# [PODANY FRAGMENT]
----------
10. kadencja, 32. posiedzenie, 2. dzień (03-04-2025)
14. punkt porządku dziennego:
Sprawozdanie Komisji Kultury i Środków Przekazu o poselskim projekcie uchwały w 500. rocznicę Hołdu Pruskiego (druki nr 937 i 1097).
Poseł Piotr Babinetz:
Dziękuję bardzo.
Panie Marszałku! Wysoka Izbo! Pani Minister! Przede wszystkim chcę podziękować wszystkim państwu posłom i za pracę w komisji kultury nad tym projektem, i za rozmaite ciekawe wystąpienia teraz. Myślę, że warto odnieść się do kilku wątków, choć nie warto pewnie odnosić się do wystąpienia zawartego w pytaniach jednego z posłów Polski 2050 - to miało charakter historyczny. Ważne było wystąpienie posła, który występował w imieniu Koalicji Obywatelskiej w części zawierającej stanowiska klubowe. Mówił on, że hołd pruski był daleki od skuteczności, skończyło się to tragedią, że był to błąd, że należy czytać historyków. Zgadza się, należy czytać historyków, w tym np. prof. Andrzeja Nowaka, jak myślę, najwybitniejszego współcześnie polskiego historyka, który akurat ocenia ówczesne działania Jagiellonów i hołd pruski bardzo pozytywnie, choć jest nieraz krytyczny w stosunku do różnych działań...
(Poseł Roman Fritz: Prof. Grzegorz Kucharczyk...)
Również. Wielu, wielu historyków.
Chociaż potrafił on też nieraz, zgodnie ze swoją oceną i olbrzymią wiedzą, skrytykować różne działania Jagiellonów, przy czym akurat nie zaliczał do tych pomyłek, błędów czy słabości hołd pruski.
----------
(Dane do oznaczania współrzędnych)
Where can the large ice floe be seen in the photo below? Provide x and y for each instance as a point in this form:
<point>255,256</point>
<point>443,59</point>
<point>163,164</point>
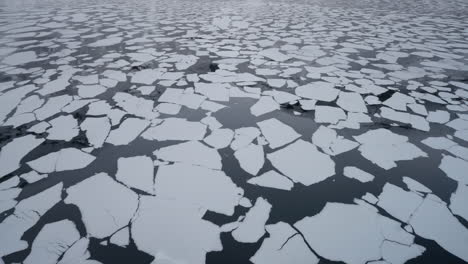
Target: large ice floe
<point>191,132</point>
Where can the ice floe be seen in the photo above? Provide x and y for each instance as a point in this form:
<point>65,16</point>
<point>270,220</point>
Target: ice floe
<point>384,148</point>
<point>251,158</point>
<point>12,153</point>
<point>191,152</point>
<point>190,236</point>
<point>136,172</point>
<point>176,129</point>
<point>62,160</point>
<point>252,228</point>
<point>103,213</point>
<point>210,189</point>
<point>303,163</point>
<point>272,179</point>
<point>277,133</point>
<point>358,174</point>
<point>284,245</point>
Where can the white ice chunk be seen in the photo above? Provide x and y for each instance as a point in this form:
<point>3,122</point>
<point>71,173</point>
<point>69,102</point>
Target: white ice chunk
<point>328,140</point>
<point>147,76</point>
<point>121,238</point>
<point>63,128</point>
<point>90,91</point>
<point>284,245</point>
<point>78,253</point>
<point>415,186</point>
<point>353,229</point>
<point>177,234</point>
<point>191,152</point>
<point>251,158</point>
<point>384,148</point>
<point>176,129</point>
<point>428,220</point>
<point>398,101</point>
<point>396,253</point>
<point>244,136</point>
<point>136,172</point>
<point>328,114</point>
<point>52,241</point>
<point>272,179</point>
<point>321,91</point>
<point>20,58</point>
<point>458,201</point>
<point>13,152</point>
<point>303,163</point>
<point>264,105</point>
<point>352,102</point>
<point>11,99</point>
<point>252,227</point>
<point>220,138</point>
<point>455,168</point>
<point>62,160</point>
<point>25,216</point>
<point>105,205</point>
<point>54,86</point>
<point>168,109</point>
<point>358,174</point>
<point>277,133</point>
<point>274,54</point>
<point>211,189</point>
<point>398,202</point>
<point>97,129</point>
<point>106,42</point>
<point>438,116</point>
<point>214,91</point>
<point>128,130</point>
----------
# [TREŚĆ POLECENIA]
Którego historyka poseł Piotr Babinetz nazywa w podanym fragmencie najwybitniejszym współcześnie polskim historykiem?

# [ROZWIĄZANIE ZADANIA]
Prof. Andrzeja Nowaka.